━━ Text

Season 2011
Preliminary Report on the 7th Season of Archaeological Investigations and Restorations at Khirbet al-Batrawy by Rome "La Sapienza" University
1. Introduction: the Seventh Season (2011) at Khirbet al-Batrawy
The seventh season of archaeological investigations and restorations at Khirbet al-Batrawy (Lat. 32°05',218" N, Long. 36°04',237" E), the Early Bronze Age II-III (3000-2300 BC) major city in Upper Wadi az-Zarqa discovered in 2004 (Nigro 2006; 2007; 2009; 2010a; 2010b; Nigro ed. 2006; 2008; Nigro - Sala 2009), was carried out under the aegis of the Department of Antiquities of Jordan between May 12th and June 12th 2011, and it was focused on Area B South, where, underneath EB IVB (2200-2000 BC) dwellings and installations inside the main collapsed EB II-III City-Wall, a further portion of EB IIIB (2500-2300 BC) Palace B was uncovered (fig. 1), recovering a number of items from its rooms. The excavation area was expanded towards the west in square BmII7 and towards to the south in squares BmII8, northern half of BmII9, BnII8, and northern half of BnII9.
Moreover, the seventh season (2011) was devoted to the restoration of the western wall of the Eastern Pavilion (B1) and of part of the Western Pavilion (B3) of the Palace, as well as on the repair of some looters damages on the City-Wall in Area B North, and on the Broad-Room Temple in Area F.
2. Area B South - EB IVB (2200-2000 BC) dwellings
The exploration of the EB IVB (2200-2000 BC) village continued during the 2011 season towards the south in squares BmII8, northern half of BmII9, BnII8, and northern half of BnII9. Only the most recent occupational phase (2a-d) of the EB IVB rural village was uncovered in this area (Nigro 2007:352-353; Nigro ed. 2008:129-133), thus suggesting that the original camp-site (Nigro ed. 2008:134-136, 164-167) arose just inside the northern edge of the ruins of the previous EB IIIB city, and it extended southwards only in its final stage of life, when it became a more consistent hamlet. At least two rectangular elongated units (L.1140 in BmII8 + BnII8, L.1174 to the south in BmII9) were uncovered, with a working compound (L.1030) hosting a round platform (B.1136) in the middle. Domestic installations for food preparation were distinguished both in L.1140 (platform B.1138, cist S.1113) and in L.1174 (square platform B.1176, cist S.1169). Among findings a flint knife belonging to a distinguished EB IV type was found.

━━━━

▶ **Exercise**: Carry the Khirbet al-Batrawy excavation report on from the point where it stops. The lines after this point are separate material and have no connection to the Khirbet al-Batrawy report.

━━ Supplied data

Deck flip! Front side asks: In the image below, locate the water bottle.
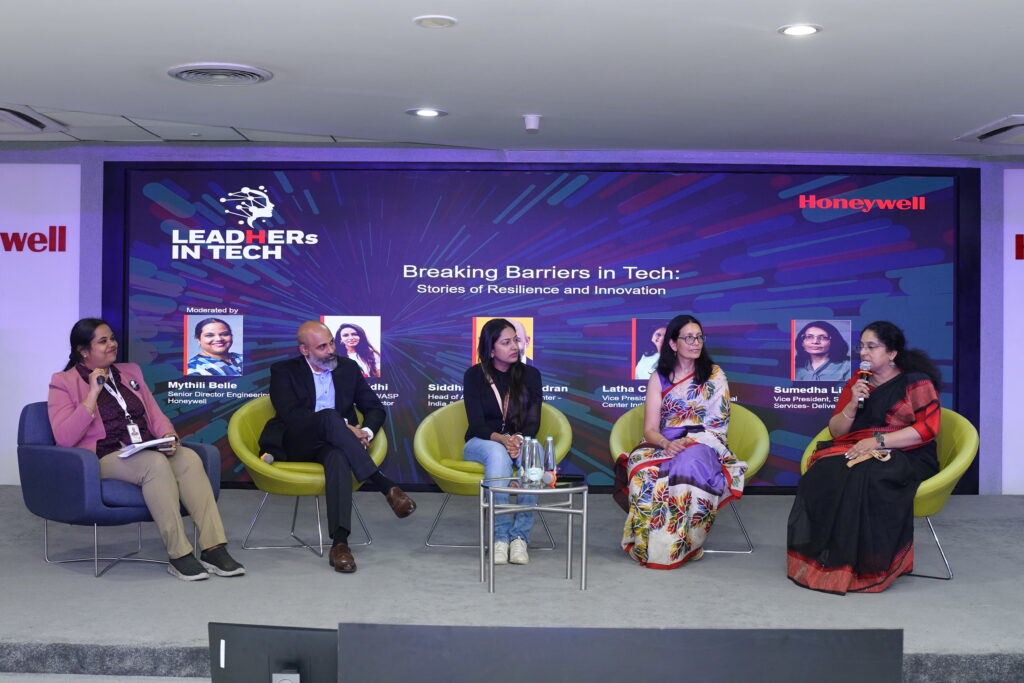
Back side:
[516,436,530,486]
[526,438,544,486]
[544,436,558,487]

━━━━
━━ Supplied data

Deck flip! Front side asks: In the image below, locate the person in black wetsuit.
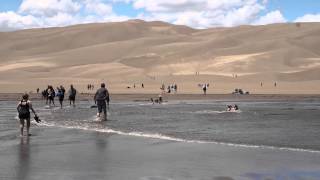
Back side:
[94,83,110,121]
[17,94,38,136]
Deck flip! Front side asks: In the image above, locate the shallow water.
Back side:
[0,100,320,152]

━━━━

▶ **The output**:
3. Area B South - Palace of the copper axes (Palace B)
The exploration of EB IIIB (2500-2300 BC) Palace B ("Palace of the copper axes") was resumed in the seventh season, completing the uncovering of pillared hall L.1040 in square BmII7, which revealed some very interesting architectural features (figs. 2-3).
A major door (L.1150) opened at the mid of the western wall (W.1133), emphasized by an inner step made of two big yellowish mudbricks, adopting the cubit of 0.52 x 0.26 x 0.13 m (fig. 4). Four pillar bases were arrayed along the edge of the bedrock (fig. 5), which was the flooring of the southern higher half of the hall (four round cup-marks and a drain were cut into the bedrock). The westernmost base (B.1168) was a rectangular limestone slab connected to a built up installation flanking the door; the second one (B.1166) was a round flat stone; the third one (B.1108), with a roughly rectangular shape, was encircled by small stones; while the fourth one (B.1106), set into a circle of limestone chops, had a roughly circular shape.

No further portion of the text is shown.